**RECORDS FOR PROCESSING:**
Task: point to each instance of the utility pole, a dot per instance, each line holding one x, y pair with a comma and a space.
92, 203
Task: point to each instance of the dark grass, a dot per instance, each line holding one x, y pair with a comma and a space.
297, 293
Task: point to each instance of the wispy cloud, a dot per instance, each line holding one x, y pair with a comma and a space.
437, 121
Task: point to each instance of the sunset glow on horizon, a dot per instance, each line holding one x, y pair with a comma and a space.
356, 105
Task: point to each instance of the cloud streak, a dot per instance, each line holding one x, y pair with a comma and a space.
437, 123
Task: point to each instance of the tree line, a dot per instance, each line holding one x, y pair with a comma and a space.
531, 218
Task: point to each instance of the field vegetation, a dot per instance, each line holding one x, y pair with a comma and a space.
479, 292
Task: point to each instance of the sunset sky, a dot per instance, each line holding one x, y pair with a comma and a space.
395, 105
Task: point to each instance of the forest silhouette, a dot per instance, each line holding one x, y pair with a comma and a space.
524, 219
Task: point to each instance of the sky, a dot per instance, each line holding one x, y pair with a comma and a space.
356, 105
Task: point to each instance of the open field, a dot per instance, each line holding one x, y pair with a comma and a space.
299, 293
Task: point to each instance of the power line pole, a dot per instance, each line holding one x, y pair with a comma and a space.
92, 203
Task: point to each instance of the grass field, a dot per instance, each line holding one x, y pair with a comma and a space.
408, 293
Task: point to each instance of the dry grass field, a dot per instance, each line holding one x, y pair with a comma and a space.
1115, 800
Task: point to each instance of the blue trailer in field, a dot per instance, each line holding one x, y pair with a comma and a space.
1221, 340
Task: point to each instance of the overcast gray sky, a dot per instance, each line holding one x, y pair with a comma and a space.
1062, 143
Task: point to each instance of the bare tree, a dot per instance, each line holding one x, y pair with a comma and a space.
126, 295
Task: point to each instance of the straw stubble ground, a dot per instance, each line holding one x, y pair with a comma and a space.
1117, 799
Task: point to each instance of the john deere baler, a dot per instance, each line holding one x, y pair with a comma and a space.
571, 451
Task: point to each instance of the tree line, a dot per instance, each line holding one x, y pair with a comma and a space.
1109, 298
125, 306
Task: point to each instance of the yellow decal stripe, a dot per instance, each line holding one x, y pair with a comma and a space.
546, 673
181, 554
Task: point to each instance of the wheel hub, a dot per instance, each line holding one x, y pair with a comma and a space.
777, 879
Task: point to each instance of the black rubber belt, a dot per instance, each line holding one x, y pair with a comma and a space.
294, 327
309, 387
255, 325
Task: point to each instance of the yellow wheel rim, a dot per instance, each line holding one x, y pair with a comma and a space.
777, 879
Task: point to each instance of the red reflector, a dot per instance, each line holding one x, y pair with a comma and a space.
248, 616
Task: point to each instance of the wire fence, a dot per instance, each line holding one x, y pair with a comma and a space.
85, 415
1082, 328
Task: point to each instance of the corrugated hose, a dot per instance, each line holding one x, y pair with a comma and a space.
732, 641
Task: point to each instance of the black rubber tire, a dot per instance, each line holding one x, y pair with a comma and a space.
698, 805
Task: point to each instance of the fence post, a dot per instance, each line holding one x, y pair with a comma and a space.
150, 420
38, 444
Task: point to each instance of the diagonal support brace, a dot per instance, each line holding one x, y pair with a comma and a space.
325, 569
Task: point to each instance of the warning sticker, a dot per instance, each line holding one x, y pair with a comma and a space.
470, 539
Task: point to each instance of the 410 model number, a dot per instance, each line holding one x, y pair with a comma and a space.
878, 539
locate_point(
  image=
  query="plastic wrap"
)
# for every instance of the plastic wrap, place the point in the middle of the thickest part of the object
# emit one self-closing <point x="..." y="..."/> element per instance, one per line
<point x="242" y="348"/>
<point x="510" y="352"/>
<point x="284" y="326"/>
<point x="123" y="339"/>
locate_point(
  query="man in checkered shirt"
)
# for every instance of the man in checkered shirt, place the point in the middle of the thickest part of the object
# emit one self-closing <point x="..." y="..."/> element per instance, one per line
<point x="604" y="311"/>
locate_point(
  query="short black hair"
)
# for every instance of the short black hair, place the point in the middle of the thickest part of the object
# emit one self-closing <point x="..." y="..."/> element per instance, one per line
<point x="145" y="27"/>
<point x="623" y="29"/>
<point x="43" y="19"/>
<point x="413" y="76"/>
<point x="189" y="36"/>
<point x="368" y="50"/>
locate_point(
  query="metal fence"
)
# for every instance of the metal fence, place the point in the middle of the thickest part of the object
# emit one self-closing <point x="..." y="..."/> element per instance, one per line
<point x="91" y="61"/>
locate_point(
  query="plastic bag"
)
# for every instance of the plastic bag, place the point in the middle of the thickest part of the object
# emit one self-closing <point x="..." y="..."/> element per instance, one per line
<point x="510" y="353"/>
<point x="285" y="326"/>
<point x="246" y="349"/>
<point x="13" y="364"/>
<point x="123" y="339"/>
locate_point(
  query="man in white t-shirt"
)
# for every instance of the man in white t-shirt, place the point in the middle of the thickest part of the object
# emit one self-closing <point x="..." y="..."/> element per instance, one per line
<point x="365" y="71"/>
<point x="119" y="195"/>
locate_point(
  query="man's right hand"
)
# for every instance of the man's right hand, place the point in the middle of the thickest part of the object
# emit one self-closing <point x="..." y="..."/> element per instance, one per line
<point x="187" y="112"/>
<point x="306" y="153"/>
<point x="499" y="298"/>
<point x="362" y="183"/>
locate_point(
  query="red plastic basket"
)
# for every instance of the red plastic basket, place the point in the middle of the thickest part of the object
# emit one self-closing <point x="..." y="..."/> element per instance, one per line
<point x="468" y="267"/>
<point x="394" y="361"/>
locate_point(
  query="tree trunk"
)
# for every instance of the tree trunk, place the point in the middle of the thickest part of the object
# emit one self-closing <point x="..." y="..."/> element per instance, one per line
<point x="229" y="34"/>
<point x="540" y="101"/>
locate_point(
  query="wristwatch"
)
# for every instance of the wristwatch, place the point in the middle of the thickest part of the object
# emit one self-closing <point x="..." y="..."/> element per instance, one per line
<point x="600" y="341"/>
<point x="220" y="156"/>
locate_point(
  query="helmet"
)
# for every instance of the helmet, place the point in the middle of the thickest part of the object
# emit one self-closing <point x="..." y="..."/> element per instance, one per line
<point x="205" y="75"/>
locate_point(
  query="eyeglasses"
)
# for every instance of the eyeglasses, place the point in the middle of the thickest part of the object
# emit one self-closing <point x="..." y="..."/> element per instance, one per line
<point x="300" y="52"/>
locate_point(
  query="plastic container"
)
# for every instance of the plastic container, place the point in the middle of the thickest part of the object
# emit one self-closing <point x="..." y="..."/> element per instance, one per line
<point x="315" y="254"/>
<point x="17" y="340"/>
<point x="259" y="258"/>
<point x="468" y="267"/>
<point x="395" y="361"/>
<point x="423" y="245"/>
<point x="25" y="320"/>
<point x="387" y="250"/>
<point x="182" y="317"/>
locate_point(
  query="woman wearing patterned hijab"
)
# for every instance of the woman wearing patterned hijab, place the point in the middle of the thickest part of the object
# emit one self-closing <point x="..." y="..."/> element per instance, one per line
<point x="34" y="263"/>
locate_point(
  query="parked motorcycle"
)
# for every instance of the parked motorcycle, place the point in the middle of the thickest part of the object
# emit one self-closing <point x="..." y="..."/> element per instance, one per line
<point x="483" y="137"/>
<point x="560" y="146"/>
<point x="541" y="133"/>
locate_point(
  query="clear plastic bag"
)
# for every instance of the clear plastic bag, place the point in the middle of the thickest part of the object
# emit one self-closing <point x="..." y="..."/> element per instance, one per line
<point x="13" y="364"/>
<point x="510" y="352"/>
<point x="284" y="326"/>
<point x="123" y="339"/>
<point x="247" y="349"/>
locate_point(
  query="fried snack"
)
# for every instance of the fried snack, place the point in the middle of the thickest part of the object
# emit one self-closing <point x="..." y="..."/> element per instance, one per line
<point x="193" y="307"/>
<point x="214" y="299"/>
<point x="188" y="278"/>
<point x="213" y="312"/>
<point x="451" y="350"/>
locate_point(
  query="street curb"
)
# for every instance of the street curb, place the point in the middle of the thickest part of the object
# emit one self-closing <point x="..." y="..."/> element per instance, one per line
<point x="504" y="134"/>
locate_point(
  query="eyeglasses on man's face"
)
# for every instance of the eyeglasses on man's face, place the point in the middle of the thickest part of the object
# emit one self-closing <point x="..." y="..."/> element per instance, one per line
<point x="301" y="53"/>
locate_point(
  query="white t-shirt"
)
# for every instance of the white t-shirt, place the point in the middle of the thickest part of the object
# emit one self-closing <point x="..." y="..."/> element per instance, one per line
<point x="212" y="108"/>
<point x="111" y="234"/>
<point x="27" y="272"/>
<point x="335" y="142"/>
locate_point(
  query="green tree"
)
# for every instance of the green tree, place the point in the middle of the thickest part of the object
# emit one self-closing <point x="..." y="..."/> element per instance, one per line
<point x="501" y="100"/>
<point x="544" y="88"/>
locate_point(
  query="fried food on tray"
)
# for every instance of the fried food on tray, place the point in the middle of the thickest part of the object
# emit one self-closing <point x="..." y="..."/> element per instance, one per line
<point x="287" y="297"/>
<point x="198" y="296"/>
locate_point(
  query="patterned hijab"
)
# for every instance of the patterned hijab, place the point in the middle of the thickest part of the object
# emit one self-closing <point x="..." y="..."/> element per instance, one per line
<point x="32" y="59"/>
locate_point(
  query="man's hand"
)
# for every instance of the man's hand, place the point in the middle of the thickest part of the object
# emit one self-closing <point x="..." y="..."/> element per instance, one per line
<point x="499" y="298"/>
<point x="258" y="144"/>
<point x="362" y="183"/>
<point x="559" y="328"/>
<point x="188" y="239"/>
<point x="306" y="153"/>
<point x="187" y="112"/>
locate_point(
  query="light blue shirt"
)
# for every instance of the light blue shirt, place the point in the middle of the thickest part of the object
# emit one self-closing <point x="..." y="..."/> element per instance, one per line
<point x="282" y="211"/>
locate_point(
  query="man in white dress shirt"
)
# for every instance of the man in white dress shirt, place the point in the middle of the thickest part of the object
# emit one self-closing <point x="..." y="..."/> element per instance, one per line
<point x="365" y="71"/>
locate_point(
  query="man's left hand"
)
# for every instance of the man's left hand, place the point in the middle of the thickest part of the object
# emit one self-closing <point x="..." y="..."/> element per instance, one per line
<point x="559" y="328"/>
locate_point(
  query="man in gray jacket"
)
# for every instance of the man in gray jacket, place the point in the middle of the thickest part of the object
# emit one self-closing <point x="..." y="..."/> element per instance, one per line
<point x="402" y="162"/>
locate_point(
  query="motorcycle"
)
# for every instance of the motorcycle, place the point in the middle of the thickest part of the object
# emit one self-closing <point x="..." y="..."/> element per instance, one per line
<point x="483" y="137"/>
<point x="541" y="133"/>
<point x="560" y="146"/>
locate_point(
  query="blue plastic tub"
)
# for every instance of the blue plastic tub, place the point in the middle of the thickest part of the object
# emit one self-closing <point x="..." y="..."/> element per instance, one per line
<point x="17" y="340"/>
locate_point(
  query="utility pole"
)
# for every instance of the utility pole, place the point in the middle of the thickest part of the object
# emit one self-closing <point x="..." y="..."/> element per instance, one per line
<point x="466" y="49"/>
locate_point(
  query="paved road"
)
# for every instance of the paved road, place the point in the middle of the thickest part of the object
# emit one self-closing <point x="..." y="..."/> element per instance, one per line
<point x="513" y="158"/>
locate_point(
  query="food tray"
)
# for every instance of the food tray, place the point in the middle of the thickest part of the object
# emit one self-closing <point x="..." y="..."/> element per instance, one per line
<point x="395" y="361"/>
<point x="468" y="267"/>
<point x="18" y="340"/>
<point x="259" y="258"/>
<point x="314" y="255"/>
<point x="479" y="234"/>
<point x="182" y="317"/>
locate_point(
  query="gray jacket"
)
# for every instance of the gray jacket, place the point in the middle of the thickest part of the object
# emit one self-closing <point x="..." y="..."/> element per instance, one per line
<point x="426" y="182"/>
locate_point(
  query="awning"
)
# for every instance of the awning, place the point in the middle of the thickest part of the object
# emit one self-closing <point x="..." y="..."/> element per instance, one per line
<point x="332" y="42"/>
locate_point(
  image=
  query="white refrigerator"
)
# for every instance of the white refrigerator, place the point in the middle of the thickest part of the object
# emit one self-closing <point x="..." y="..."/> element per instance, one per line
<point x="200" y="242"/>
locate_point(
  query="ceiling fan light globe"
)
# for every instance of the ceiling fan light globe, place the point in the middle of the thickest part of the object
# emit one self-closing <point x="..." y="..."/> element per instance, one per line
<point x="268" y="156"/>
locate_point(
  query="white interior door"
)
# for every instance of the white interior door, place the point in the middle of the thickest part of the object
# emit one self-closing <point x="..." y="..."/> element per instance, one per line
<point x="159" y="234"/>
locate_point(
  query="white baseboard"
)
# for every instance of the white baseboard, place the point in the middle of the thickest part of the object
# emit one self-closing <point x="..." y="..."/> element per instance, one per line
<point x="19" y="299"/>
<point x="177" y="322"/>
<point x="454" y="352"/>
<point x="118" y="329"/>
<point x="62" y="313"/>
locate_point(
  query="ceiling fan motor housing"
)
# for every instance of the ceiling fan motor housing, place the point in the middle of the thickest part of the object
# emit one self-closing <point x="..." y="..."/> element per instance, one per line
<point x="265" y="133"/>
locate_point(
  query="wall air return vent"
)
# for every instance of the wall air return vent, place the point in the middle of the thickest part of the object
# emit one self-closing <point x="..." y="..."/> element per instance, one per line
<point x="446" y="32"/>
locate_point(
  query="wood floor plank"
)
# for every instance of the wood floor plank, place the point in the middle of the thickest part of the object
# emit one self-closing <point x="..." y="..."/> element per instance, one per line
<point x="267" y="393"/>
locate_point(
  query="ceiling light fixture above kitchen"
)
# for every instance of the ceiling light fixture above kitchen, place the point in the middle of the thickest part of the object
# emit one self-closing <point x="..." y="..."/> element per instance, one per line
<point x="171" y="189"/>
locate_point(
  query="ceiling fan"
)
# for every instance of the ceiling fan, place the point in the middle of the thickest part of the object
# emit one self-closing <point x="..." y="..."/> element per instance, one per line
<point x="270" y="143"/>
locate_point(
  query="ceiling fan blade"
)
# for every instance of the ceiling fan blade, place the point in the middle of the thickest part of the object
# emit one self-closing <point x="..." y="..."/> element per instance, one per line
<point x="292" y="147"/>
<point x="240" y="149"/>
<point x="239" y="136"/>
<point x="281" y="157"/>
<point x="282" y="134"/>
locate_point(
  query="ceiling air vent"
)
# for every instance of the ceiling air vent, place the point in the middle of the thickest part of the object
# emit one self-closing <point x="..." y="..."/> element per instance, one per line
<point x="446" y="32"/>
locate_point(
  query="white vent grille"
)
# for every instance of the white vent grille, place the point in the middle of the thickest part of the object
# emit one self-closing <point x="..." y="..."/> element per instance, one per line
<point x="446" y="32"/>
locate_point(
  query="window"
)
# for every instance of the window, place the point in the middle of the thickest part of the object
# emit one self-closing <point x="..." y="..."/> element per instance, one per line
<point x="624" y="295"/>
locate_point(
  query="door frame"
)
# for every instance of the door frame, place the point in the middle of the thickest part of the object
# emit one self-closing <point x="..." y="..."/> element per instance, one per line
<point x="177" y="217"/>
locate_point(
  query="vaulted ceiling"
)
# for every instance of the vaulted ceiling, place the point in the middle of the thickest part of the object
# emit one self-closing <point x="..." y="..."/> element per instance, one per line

**EXERCISE:**
Report each line of the material above that contains the string "return", copying the lines in full.

**TASK OUTPUT:**
  query="wall air return vent"
# for every instance of the wall air return vent, place the point in the middle of the thickest part of the object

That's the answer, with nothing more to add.